··· Reading passage ···
How many mothers, think you, have been brought to a more vivid consciousness of the meaning of their motherhood by the Junior Congregation and its Father? No man can say, because they are a multitude, scattered here, there, and yonder, which no man can number. But of this much it is our plain, unvarnished duty to bear witness: Mothers have been recalled to a deep new sense of their mothering responsibilities by seeing the unfolding religious life of their children normally developed in this great little Church dedicated to the service of little great people! And if I were not under promise to be stoically impersonal, I would turn aside just here to say that because of his work for

children, Doctor Farrar's name is a household word in countless homes.
···
• **Your objective**
Please answer from the passage on the Junior Congregation: what does it say mothers have been recalled to?
··· Record excerpts ···
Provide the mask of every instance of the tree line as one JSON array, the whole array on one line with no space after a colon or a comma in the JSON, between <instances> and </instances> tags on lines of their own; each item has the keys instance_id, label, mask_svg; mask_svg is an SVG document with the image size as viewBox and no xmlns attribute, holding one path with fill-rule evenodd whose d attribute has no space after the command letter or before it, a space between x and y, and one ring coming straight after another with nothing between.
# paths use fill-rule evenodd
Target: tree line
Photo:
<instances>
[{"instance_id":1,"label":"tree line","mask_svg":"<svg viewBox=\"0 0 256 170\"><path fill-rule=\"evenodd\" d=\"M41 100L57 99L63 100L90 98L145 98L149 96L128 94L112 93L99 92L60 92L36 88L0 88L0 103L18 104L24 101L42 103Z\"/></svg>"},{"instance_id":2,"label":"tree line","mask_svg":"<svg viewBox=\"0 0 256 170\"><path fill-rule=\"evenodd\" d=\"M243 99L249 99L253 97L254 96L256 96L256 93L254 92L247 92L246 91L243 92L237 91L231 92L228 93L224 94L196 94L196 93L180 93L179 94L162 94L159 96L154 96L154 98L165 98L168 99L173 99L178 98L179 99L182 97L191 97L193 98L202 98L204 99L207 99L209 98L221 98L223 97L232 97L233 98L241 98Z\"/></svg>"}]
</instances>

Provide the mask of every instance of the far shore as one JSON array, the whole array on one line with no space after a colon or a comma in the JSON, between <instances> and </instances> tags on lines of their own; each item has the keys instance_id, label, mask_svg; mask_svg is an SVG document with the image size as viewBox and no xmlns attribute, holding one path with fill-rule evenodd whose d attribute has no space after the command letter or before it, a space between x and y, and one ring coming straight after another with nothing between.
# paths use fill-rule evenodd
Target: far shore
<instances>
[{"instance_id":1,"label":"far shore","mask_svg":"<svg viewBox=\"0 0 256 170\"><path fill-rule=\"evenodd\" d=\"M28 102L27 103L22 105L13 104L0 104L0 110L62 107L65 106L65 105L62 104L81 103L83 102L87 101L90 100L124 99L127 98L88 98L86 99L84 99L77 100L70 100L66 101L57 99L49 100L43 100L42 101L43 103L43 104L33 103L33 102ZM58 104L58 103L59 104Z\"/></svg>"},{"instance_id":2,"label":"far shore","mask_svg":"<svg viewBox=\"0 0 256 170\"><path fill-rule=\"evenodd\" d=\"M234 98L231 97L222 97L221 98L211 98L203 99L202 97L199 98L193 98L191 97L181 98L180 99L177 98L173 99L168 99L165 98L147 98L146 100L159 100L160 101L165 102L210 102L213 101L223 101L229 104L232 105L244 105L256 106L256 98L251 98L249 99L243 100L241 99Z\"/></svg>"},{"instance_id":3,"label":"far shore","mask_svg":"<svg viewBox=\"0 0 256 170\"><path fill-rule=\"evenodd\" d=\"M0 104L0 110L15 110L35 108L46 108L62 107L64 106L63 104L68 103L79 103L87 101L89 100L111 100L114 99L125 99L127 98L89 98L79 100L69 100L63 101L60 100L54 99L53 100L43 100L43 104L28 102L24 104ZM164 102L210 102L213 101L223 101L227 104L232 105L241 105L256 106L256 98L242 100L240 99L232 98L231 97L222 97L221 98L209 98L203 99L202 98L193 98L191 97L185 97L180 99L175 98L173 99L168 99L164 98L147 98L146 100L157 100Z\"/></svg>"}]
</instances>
···
• **Full answer**
A deep new sense of their mothering responsibilities.